PASSAGE PROVIDED:
□ □ □ □ □

Coop Goes to Europe Part 21 – Trix

It was November 19 1973 and I boarded the train headed northeast from Rome to Florence. It was a Monday, not that I kept track of what day it was since the days of the week made no difference to me, except maybe for Sunday, where in some of the more traditional areas, some of the grocery stores or the museums might be closed for the Christian sabbath. The only reason I knew it was Monday was because I’d seen the Pope do his Sunday thing in St. Peter’s square the day before.

As I boarded the train I saw others of my ilk, easily spotted by their backpacks and “freak flag” hair boarding the train as well at different doors. Some of them I recognized but I presume most or all of them had been staying at our hostel, or perhaps another one across town, and were now headed for guess where… probably Florence. My cohort of fellow travellers stuck out because most of the Europeans milling around us had way less unkempt hair, instead styled if even simply so. Easy to maintain short hair seemed to be the “mode” of the day for men and women, functional and even elegant on someone like Giselle’s daughter Laurence, who I had met in Paris. It was all about style I thought… most Europeans had a real sense of simple practical style. Thus the wild often unkempt manes on all of us backpacker types stuck out, along of course with those big packs often to be seen on our backs.

I boarded the train and started to move up the corridor of the coach, looking for a compartment with some room for me, finding each one full of people, a big family perhaps or just five or six individuals filling the seats and space. It was a full train, and now I was encountering people going the other way down the narrow corridor, where we could barely squeeze around each other, me with my big pack on my back making it particularly hard, our bodies touching each other as they sidled past. It was interesting that the Italians among the train riders I would encounter in those narrow hallways seemed much more comfortable putting a gentle hand on your shoulder to ease by you than the WASPier Northern Europeans who tried their best not to touch you at all. I made it to the end of the coach finding no compartment and managed to move past the scrum at the open door of the next coach as more people were there entering the train. The conductors at each door were urging everyone to move toward the back of the train where I guess there was more room.

Working my way past even more people in the narrow corridor of the next coach I encountered another of my cohort, big pack on her back, headed toward me. She was tiny but her pack was not, and we both realized that neither of us could maneuver around the other and we both laughed. I slid open the compartment door I was next to, though it was full and the people looked at me hoping I wasn’t planning to try to stay there, to step in briefly to let her by. She smiled at me and said in her downunderish accent that despite what the conductors were saying she had not seen much of anywhere to sit in the coaches she had already traversed. Her “mates” were up toward the front of the train and maybe they could squeeze me in. She was striking with her five asymmetric pigtails of thick curly brown hair and her bright green eyes and rosy complexion, probably not even five feet tall though her big clunky black hiking boots elevated her a couple inches.

□ □ □ □ □

AVAILABLE DATA:
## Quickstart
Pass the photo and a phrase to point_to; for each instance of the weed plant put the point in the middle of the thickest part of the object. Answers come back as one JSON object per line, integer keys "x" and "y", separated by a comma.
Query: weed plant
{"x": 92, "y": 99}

□ □ □ □ □

Answer these questions from the travel account, each on its own line:
1. On what date did the narrator board the train from Rome to Florence?
2. What had the narrator seen the day before that showed it was Monday?
3. According to the woman the narrator meets in the corridor, where on the train were her mates?

1. November 19, 1973.
2. The Pope doing his Sunday thing in St. Peter's square.
3. Up toward the front of the train.